┌────────

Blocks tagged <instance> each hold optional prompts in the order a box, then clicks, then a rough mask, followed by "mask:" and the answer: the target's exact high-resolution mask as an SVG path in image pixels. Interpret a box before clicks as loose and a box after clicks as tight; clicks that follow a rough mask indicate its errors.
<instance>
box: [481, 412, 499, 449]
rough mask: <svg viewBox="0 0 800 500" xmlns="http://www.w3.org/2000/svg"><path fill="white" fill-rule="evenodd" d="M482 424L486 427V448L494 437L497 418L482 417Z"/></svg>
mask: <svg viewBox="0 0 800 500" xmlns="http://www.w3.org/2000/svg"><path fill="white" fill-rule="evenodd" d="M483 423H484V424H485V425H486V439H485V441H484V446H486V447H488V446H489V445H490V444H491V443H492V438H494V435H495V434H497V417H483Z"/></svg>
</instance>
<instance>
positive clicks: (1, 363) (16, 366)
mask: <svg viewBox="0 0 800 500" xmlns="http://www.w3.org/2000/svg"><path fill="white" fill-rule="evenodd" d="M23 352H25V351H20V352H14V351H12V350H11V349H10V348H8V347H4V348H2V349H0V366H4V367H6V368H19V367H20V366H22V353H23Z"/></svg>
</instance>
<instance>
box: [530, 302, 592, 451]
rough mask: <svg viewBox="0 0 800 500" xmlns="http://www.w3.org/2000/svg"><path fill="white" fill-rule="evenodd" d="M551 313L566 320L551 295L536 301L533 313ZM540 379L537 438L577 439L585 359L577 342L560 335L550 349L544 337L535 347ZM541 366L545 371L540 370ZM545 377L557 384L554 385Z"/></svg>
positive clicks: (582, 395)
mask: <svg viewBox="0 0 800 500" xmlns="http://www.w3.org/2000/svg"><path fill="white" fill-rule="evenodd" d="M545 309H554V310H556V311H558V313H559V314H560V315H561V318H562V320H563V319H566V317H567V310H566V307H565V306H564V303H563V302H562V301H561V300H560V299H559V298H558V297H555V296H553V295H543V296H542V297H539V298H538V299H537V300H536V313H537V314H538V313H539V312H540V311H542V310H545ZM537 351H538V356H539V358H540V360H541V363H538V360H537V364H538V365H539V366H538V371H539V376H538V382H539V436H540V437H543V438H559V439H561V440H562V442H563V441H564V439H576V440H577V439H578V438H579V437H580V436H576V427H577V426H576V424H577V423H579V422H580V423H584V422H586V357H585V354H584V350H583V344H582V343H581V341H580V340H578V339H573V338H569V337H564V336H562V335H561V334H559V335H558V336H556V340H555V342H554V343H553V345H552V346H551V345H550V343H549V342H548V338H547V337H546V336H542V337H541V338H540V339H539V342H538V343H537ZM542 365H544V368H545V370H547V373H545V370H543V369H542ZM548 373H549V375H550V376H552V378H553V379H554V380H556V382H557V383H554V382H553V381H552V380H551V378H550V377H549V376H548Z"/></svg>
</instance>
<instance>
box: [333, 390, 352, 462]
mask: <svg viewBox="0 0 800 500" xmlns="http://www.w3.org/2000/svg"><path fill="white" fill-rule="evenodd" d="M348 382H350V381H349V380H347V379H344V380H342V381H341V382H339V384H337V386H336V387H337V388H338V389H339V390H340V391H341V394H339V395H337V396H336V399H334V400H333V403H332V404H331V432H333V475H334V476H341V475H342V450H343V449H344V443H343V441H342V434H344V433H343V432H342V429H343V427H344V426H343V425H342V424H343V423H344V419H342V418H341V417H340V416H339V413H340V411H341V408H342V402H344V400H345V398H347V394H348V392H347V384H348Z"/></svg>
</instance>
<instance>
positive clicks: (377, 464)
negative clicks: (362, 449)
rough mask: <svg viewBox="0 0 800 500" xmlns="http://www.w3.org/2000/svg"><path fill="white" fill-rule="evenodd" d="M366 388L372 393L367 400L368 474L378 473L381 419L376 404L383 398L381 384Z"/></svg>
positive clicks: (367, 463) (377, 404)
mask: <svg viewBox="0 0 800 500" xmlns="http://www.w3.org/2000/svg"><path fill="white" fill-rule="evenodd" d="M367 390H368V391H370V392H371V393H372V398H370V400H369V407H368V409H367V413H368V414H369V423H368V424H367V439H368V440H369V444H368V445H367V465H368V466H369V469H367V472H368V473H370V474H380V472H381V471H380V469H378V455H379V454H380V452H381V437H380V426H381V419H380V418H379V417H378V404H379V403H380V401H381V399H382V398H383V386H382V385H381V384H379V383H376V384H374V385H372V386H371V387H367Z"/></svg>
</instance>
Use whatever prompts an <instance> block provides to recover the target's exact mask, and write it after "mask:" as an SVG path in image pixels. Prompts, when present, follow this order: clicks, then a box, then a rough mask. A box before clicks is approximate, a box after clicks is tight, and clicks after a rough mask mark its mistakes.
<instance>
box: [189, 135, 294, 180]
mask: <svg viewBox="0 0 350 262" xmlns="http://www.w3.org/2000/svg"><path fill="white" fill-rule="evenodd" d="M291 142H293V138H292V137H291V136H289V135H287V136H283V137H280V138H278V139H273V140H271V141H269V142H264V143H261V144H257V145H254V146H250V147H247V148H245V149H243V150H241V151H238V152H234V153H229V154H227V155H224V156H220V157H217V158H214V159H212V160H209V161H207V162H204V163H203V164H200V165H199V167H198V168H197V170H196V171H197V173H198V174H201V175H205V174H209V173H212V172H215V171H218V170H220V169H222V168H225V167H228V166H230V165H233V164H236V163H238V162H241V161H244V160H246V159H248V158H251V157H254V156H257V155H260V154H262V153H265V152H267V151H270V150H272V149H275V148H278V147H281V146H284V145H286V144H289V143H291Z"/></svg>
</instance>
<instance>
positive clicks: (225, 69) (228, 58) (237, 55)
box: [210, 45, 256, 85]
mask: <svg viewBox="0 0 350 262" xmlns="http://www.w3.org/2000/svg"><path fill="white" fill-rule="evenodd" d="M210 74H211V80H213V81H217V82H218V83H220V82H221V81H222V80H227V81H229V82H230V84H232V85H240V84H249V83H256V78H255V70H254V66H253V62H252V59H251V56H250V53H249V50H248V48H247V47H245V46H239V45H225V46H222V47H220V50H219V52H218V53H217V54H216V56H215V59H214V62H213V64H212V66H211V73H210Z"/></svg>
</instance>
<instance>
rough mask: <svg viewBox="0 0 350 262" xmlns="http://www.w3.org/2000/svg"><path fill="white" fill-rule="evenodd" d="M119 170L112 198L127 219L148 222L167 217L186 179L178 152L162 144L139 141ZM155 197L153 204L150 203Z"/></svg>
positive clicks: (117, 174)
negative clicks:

└────────

#### [ACTIVITY]
After reading the records above, transcribe them verbatim.

#### [RESPONSE TO THE TASK]
Blocks tagged <instance> each hold optional prompts in the order a box, then clicks, then a rough mask, followed by "mask:" and the answer: the target's exact high-resolution mask as an SVG path in image pixels. Interpret a box before clicks as loose and a box after clicks as tight; clicks that follow a rough mask indicate its errors.
<instance>
box: [481, 412, 499, 449]
rough mask: <svg viewBox="0 0 800 500" xmlns="http://www.w3.org/2000/svg"><path fill="white" fill-rule="evenodd" d="M482 424L486 427V448L494 437L497 418L482 417Z"/></svg>
mask: <svg viewBox="0 0 800 500" xmlns="http://www.w3.org/2000/svg"><path fill="white" fill-rule="evenodd" d="M483 423H484V424H485V425H486V439H485V441H484V446H486V447H488V446H489V445H490V444H491V443H492V438H494V435H495V434H497V417H483Z"/></svg>
</instance>
<instance>
positive clicks: (1, 363) (16, 366)
mask: <svg viewBox="0 0 800 500" xmlns="http://www.w3.org/2000/svg"><path fill="white" fill-rule="evenodd" d="M23 352H25V351H20V352H14V351H12V350H11V349H10V348H8V347H4V348H2V349H0V366H4V367H6V368H19V367H20V366H22V353H23Z"/></svg>
</instance>
<instance>
box: [530, 302, 592, 451]
rough mask: <svg viewBox="0 0 800 500" xmlns="http://www.w3.org/2000/svg"><path fill="white" fill-rule="evenodd" d="M551 313L566 320L551 295L536 301L533 313ZM540 379L537 438L577 439L585 359L577 342L560 335L550 349L544 337L535 347ZM541 366L545 371L540 370ZM545 377L557 384L554 385Z"/></svg>
positive clicks: (582, 395)
mask: <svg viewBox="0 0 800 500" xmlns="http://www.w3.org/2000/svg"><path fill="white" fill-rule="evenodd" d="M545 309H554V310H556V311H558V313H559V314H560V315H561V318H562V320H563V319H566V317H567V310H566V307H565V306H564V303H563V302H562V301H561V300H560V299H559V298H558V297H555V296H553V295H543V296H542V297H539V298H538V299H537V300H536V313H537V314H538V313H539V312H540V311H542V310H545ZM537 351H538V356H539V358H540V360H541V363H538V360H537V364H538V365H539V366H538V371H539V376H538V382H539V436H540V437H543V438H559V439H561V440H562V442H563V441H564V439H576V440H577V439H578V438H579V437H580V436H576V427H577V426H576V424H577V423H579V422H580V423H584V422H586V357H585V354H584V350H583V344H582V343H581V341H580V340H578V339H573V338H569V337H564V336H562V335H561V334H559V335H558V336H556V340H555V342H554V343H553V345H552V346H551V345H550V343H549V342H548V338H547V337H546V336H542V337H541V338H540V339H539V342H538V343H537ZM542 365H544V368H545V370H547V373H545V370H543V369H542ZM548 373H549V375H550V376H552V378H553V379H554V380H556V382H557V383H554V382H553V381H552V380H551V378H550V377H549V376H548Z"/></svg>
</instance>
<instance>
box: [333, 390, 352, 462]
mask: <svg viewBox="0 0 800 500" xmlns="http://www.w3.org/2000/svg"><path fill="white" fill-rule="evenodd" d="M348 382H350V381H349V380H347V379H344V380H342V381H341V382H339V384H337V386H336V387H337V388H338V389H339V390H340V391H341V394H339V395H337V396H336V399H334V400H333V403H332V404H331V432H333V475H334V476H341V475H342V450H343V449H344V443H343V441H342V434H344V433H343V432H342V429H343V427H344V426H343V425H342V424H343V423H344V419H342V418H341V417H340V416H339V413H340V411H341V408H342V402H344V400H345V398H347V394H348V392H347V384H348Z"/></svg>
</instance>
<instance>
positive clicks: (377, 464)
negative clicks: (362, 449)
rough mask: <svg viewBox="0 0 800 500" xmlns="http://www.w3.org/2000/svg"><path fill="white" fill-rule="evenodd" d="M366 388L372 393L367 400L368 474L378 473L381 419L376 404L383 398L381 384Z"/></svg>
positive clicks: (367, 463) (377, 404)
mask: <svg viewBox="0 0 800 500" xmlns="http://www.w3.org/2000/svg"><path fill="white" fill-rule="evenodd" d="M367 390H368V391H370V392H371V393H372V398H370V400H369V407H368V409H367V413H368V414H369V423H368V424H367V439H368V440H369V444H368V445H367V465H368V466H369V469H367V472H368V473H370V474H380V472H381V471H380V469H378V455H379V454H380V452H381V437H380V426H381V419H380V418H379V417H378V404H379V403H380V401H381V399H382V398H383V386H382V385H381V384H379V383H376V384H374V385H372V386H371V387H367Z"/></svg>
</instance>
Use whatever prompts an <instance> block provides to recover the target's exact mask, and write it after "mask:" as an SVG path in image pixels. Prompts, when present, follow this order: clicks, then a box, then a rough mask. A box before clicks is approximate, a box after clicks is tight, and clicks after a rough mask mark its mistakes.
<instance>
box: [189, 135, 294, 180]
mask: <svg viewBox="0 0 350 262" xmlns="http://www.w3.org/2000/svg"><path fill="white" fill-rule="evenodd" d="M291 142H293V138H292V137H291V136H289V135H287V136H283V137H280V138H278V139H273V140H271V141H269V142H264V143H261V144H257V145H254V146H250V147H247V148H245V149H243V150H241V151H238V152H234V153H229V154H227V155H224V156H220V157H217V158H214V159H212V160H209V161H207V162H204V163H203V164H200V165H199V167H198V168H197V170H196V171H197V173H198V174H201V175H205V174H209V173H212V172H215V171H218V170H220V169H222V168H225V167H228V166H230V165H233V164H236V163H238V162H241V161H244V160H246V159H248V158H251V157H254V156H257V155H260V154H262V153H265V152H267V151H270V150H272V149H275V148H278V147H281V146H284V145H286V144H289V143H291Z"/></svg>
</instance>
<instance>
positive clicks: (225, 69) (228, 58) (237, 55)
box: [210, 45, 256, 85]
mask: <svg viewBox="0 0 350 262" xmlns="http://www.w3.org/2000/svg"><path fill="white" fill-rule="evenodd" d="M210 74H211V80H213V81H217V82H218V83H220V82H221V81H222V80H227V81H229V82H230V84H232V85H240V84H249V83H256V78H255V70H254V66H253V62H252V59H251V56H250V53H249V50H248V48H247V47H245V46H239V45H225V46H222V47H220V50H219V52H218V53H217V54H216V56H215V59H214V62H213V64H212V66H211V73H210Z"/></svg>
</instance>
<instance>
rough mask: <svg viewBox="0 0 350 262" xmlns="http://www.w3.org/2000/svg"><path fill="white" fill-rule="evenodd" d="M119 170L112 198L127 219L148 222L167 217L186 179L178 152L162 144L139 141ZM155 197L153 204L150 203Z"/></svg>
positive clicks: (117, 174)
negative clicks:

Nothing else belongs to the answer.